Consegna A — Filtra i record e trascrivi ogni riga in cui compare la parola "counter".

Brano fornito —
--------
Il massacro di Sharpeville segna la nascita del braccio armato dell’Anc, allora il regime era troppo forte per sedersi a negoziare cambiamenti e la protesta pacifica sarebbe stata comunque repressa nel sangue. Mandela sapeva anche che non avrebbe mai potuto vincere una guerra civile, l’obiettivo era costringerli a trattare rendendo il paese ingovernabile. Il braccio armato dell’Anc iniziò allora una campagna di sabotaggi, sarebbero arrivati alla guerriglia, si erano addestrati e l’avevano messa nel conto, ma il gruppo dirigente fu catturato e spedito a Robben Island, oppure costretto all’esilio. La partita a scacchi era cominciata.
--------
Dati estratti —
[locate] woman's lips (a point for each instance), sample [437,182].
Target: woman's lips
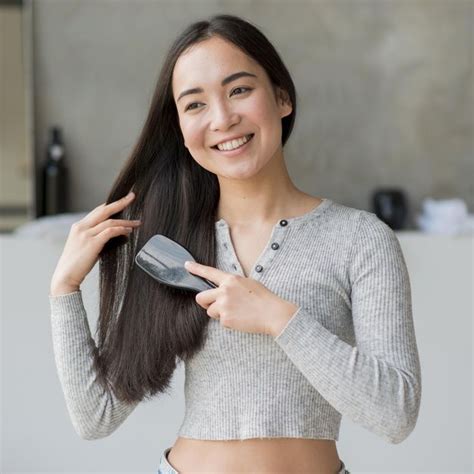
[236,151]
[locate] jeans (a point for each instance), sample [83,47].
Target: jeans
[167,468]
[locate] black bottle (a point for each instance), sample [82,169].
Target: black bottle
[55,176]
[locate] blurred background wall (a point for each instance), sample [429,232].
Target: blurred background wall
[385,89]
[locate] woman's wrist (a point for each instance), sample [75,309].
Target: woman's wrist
[59,289]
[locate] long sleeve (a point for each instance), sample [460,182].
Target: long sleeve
[94,412]
[377,383]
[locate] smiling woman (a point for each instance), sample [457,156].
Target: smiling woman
[310,318]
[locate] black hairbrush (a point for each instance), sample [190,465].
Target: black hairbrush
[163,259]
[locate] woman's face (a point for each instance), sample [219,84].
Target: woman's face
[246,105]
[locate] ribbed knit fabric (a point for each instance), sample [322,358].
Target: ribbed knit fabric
[349,349]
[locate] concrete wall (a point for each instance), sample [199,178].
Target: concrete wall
[385,88]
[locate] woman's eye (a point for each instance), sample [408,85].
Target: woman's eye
[245,88]
[189,106]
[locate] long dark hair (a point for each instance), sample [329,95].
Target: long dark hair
[145,327]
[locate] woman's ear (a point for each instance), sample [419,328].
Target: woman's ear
[283,102]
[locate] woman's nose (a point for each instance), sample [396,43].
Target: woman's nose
[223,117]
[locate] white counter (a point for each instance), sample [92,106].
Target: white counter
[38,435]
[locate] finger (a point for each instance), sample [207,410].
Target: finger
[207,297]
[114,223]
[210,273]
[104,211]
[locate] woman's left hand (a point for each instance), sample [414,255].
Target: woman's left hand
[242,303]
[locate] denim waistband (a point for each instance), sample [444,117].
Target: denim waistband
[167,468]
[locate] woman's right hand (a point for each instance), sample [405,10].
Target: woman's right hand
[85,241]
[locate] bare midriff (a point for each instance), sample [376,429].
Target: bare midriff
[256,455]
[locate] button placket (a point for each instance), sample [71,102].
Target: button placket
[264,258]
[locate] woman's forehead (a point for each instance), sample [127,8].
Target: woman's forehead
[209,61]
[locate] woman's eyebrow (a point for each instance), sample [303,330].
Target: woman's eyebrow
[226,80]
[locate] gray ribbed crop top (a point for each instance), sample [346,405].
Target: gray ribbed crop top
[349,350]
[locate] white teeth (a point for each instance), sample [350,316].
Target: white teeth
[232,144]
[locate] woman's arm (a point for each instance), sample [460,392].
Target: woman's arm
[377,383]
[94,412]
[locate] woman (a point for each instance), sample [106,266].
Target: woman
[311,317]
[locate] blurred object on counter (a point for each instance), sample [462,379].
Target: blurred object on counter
[446,217]
[55,176]
[390,206]
[51,228]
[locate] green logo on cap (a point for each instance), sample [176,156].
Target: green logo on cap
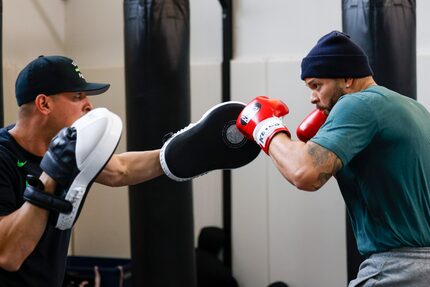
[77,70]
[20,163]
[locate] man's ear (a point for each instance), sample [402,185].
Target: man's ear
[348,82]
[43,103]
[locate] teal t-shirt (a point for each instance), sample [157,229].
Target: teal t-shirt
[383,141]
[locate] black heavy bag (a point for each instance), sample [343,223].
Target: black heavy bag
[386,30]
[157,70]
[1,64]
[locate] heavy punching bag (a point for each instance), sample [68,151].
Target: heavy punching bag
[1,65]
[386,30]
[157,78]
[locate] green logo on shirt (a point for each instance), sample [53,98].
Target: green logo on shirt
[20,163]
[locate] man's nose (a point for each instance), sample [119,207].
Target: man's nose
[314,98]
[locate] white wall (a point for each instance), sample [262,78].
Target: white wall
[279,233]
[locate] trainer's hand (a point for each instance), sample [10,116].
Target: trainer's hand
[261,120]
[310,125]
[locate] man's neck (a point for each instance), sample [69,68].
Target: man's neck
[31,137]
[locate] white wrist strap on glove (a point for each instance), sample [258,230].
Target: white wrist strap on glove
[266,129]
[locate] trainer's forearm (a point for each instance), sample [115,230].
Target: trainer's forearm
[21,230]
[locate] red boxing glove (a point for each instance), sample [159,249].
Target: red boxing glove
[260,120]
[310,125]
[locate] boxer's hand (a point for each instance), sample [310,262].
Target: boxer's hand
[310,125]
[261,120]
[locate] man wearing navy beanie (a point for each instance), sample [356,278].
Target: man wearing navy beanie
[374,141]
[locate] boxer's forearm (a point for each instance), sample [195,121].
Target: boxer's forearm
[131,168]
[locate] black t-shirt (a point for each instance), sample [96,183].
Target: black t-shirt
[46,264]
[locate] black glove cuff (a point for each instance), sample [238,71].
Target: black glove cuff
[34,193]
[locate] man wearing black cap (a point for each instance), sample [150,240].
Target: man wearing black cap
[376,143]
[51,93]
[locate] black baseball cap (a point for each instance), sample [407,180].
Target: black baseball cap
[51,75]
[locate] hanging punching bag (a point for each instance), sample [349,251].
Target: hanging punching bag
[1,65]
[157,79]
[386,30]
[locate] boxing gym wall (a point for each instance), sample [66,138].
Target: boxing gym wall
[278,232]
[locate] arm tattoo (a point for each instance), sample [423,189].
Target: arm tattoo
[325,161]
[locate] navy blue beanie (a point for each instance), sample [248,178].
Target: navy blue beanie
[335,56]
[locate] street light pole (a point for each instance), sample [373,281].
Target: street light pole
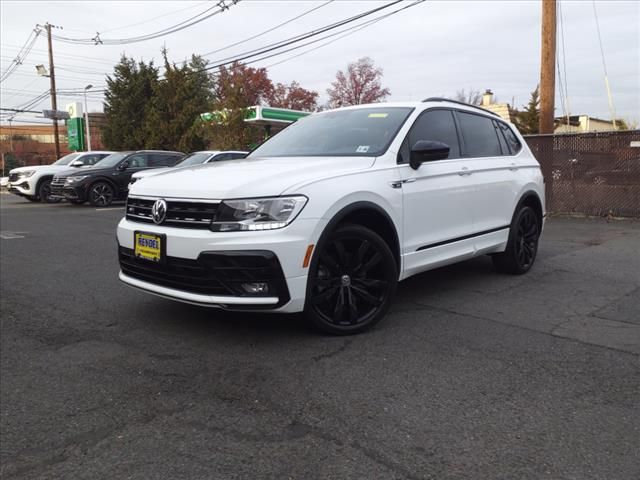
[52,79]
[86,117]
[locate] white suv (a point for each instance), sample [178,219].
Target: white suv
[193,159]
[329,214]
[34,183]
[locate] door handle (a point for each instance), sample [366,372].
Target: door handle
[399,183]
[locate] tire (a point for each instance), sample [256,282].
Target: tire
[44,190]
[352,279]
[101,194]
[522,246]
[599,180]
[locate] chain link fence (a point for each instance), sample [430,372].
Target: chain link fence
[590,173]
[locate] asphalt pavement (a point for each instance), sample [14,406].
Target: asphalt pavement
[473,375]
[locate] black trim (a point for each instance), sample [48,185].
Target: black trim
[440,99]
[458,239]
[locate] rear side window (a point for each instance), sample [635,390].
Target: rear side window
[437,125]
[480,136]
[137,161]
[93,159]
[512,140]
[163,160]
[221,156]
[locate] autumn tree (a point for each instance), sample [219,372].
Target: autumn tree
[527,120]
[472,97]
[127,99]
[293,96]
[236,88]
[360,84]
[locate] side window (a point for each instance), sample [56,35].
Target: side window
[480,136]
[137,161]
[222,156]
[162,160]
[511,138]
[92,159]
[435,125]
[503,142]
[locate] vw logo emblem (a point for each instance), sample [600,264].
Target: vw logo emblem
[159,211]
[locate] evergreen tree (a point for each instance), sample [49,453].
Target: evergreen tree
[127,99]
[179,98]
[527,120]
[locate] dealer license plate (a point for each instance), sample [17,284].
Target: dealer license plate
[148,246]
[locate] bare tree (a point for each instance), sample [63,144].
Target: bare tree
[360,84]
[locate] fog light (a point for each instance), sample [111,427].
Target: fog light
[256,288]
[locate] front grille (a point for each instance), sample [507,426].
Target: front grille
[213,273]
[180,213]
[58,180]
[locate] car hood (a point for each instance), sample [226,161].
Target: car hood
[40,168]
[153,171]
[249,177]
[90,170]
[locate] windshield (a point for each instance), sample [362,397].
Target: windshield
[111,160]
[67,159]
[353,132]
[193,159]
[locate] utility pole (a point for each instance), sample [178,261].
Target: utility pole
[54,101]
[547,67]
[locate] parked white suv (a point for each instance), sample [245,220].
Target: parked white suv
[34,183]
[329,214]
[191,160]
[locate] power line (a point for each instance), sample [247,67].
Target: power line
[349,31]
[564,96]
[221,6]
[293,40]
[604,67]
[22,54]
[173,12]
[307,12]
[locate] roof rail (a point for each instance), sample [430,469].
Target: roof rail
[442,99]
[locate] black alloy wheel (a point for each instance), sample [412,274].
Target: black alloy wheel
[44,192]
[101,194]
[522,246]
[351,281]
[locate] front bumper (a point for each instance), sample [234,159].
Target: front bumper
[21,187]
[76,192]
[288,246]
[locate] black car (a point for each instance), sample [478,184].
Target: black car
[108,179]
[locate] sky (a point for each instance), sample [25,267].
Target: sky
[435,48]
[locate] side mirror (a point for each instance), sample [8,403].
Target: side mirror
[427,151]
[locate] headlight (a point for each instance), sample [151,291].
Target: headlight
[76,178]
[257,213]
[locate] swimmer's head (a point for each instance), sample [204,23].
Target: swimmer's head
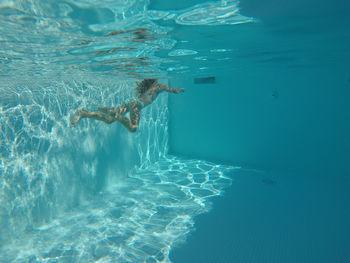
[143,86]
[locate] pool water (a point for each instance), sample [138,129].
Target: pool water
[249,164]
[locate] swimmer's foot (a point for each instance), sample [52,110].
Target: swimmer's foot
[76,117]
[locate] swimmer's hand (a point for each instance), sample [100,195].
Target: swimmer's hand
[179,90]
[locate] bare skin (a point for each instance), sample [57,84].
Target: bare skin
[111,114]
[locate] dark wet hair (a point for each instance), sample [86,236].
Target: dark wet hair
[143,86]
--------
Consegna B — Riprendi il brano su Mandela e il braccio armato dell'Anc e proseguilo a partire dalla sua ultima frase.

Risposta scritta A —
[locate] white counter (a point for each instance), sample [92,106].
Target: white counter
[locate] blurred object on counter (a point for each instance), sample [462,379].
Target: blurred object on counter

Risposta scritta B —
Dunque torniamo sull’Isola, dove Mandela arriva con una condanna a vita e un gruppo di compagni nel 1964.  Durante il processo di Rivonia, dove aveva rivendicato il ricorso alla lotta armata, aveva deciso di imparare l’afrikaans: non avrebbe potuto capire come pensavano i suoi nemici senza conoscerne la lingua.  L’osso duro del regime erano i boeri, gli afrikaner discendenti dei coloni olandesi; e Madiba era stato educato nella cultura anglofona, il grande libro della sua vita  non era “Il Capitale” di Marx, erano le opere di Shakespeare. Molti anni dopo, quando incontrerà per la prima volta il presidente Botha, che non sapeva parlare in inglese, potrà concedergli di esprimersi nella sua lingua. Questa regalità, che spiazzava i nemici,  lasciava di stucco anche gli attivisti di nuova generazione  arrivati a Robben Island, ai quali il prigioniero 466/64 presentava ironicamente i secondini come “la mia guardia d’onore”. Michele Farina cita ancora Jonny Steinberg: secondo lui, Mandela era cresciuto con una sorta di “dissonanza cognitiva”. Aveva dovuto armonizzare e rendere compatibili dentro di sé il gentiluomo vittoriano, formato dall’educazione scolastica, e il ragazzo africano cresciuto nel mito degli antenati. Anche questo fece di lui un grande mediatore e forse è proprio questo che oggi gli rimproverano.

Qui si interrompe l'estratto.